_Task statement_
Output every one of the rows below word for word, keeping their original order.

● ● ● ● ● ● ●

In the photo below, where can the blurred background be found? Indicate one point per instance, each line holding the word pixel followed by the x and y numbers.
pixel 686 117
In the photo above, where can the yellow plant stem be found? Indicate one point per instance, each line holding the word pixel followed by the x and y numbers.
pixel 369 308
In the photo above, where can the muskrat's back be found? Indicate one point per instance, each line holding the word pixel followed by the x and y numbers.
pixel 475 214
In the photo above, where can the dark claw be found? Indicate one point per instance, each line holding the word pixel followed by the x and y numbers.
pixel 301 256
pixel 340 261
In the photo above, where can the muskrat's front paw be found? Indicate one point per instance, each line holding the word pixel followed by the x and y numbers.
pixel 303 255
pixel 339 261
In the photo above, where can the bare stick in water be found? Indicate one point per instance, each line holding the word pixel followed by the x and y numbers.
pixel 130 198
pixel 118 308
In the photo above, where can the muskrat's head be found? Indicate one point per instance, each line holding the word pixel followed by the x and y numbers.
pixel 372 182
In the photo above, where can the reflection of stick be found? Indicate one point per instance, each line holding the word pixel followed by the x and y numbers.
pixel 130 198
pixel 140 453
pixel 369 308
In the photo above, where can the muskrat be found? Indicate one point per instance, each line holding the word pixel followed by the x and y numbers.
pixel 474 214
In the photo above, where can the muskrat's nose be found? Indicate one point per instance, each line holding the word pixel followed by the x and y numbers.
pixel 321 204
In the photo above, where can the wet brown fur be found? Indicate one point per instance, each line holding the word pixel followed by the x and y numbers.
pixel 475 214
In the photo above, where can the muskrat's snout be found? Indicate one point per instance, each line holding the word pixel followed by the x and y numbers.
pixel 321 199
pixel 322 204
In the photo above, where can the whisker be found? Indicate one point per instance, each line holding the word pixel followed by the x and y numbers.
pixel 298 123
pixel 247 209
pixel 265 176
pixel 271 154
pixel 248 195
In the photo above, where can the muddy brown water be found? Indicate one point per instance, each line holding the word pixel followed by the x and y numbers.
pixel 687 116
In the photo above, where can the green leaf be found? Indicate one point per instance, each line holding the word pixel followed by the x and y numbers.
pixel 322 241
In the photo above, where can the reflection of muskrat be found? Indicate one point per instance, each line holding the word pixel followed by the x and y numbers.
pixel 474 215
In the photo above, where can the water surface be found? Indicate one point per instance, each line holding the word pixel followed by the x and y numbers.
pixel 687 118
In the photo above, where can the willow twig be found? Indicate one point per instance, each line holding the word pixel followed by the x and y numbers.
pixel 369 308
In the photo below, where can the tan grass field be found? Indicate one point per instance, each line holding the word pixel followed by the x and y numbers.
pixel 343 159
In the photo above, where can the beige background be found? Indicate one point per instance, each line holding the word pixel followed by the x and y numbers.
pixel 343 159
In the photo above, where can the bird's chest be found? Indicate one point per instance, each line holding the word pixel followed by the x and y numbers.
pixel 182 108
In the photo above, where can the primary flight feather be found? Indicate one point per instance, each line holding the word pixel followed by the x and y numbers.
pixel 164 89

● ● ● ● ● ● ●

_Written response_
In the photo below, where can the blurred background be found? Indicate one point per instance, each line holding the word pixel followed by the x and y numbers.
pixel 686 117
In the photo above, where can the yellow plant stem be found? Indicate one point per instance, each line holding the word pixel followed by the x and y numbers.
pixel 369 308
In the photo above, where can the muskrat's back be found? Indicate one point per instance, each line holding the word pixel followed by the x and y numbers.
pixel 475 214
In the photo above, where can the dark claw be found? Indicate one point per instance, each line holding the word pixel followed by the x and y numbers.
pixel 301 256
pixel 340 261
In the photo above, where can the muskrat's front paw be found? Indicate one point per instance, each line holding the word pixel followed by the x and y numbers.
pixel 303 255
pixel 339 261
In the photo above, where can the bare stick in water be found? Indicate one point per instance, each line holding the word pixel followed by the x and y numbers.
pixel 130 198
pixel 118 308
In the photo above, where can the muskrat's head be found? Indicate one point per instance, each line holding the word pixel followed by the x and y numbers.
pixel 372 182
In the photo above, where can the reflection of stick be found? Indicate one point per instance, each line holding the word pixel followed by the x and y numbers.
pixel 130 198
pixel 140 453
pixel 369 308
In the photo above, where can the muskrat be found? Indicate one point per instance, each line holding the word pixel followed by the x and y numbers.
pixel 474 214
In the photo above, where can the muskrat's nose be found? Indicate one point per instance, each line holding the word pixel followed by the x and y numbers.
pixel 321 204
In the photo above, where can the wet brown fur be found? Indicate one point per instance, each line holding the word pixel followed by the x and y numbers.
pixel 475 214
In the photo above, where can the muskrat's snout be found? Indicate one point per instance, each line holding the word pixel followed by the x and y numbers.
pixel 321 199
pixel 322 204
In the photo above, where can the whisker be found? Indicate one point per instance, each line holding the word pixel followed by the x and y numbers.
pixel 298 123
pixel 247 209
pixel 265 176
pixel 271 154
pixel 248 195
In the photo above, where can the muddy brown water be found? Indicate one point per instance, each line holding the word pixel followed by the x and y numbers.
pixel 687 116
In the photo above, where can the green leaf be found? Indicate one point per instance, each line holding the word pixel followed by the x and y numbers.
pixel 322 241
In the photo above, where can the reflection of muskrat be found? Indicate one point per instance, each line holding the word pixel followed by the x and y numbers.
pixel 474 215
In the photo above, where can the water surface be found? Indicate one point per instance, each line holding the word pixel followed by the x and y numbers.
pixel 687 118
In the photo above, where can the willow twig be found? Indicate one point per instance, each line holding the word pixel followed by the x and y numbers.
pixel 369 308
In the photo below, where can the tan grass field be found? Indicate one point per instance, each line holding the word pixel followed by the x and y numbers.
pixel 343 159
In the photo above, where can the beige background be found? Indicate one point per instance, each line holding the word pixel followed by the x and y numbers.
pixel 343 159
In the photo above, where can the bird's chest be found? Indicate one point per instance, each line holding the word pixel followed by the x and y numbers.
pixel 182 108
In the photo above, where can the primary flight feather be found? Indicate one point per instance, each line holding the word pixel followed by the x and y numbers.
pixel 164 89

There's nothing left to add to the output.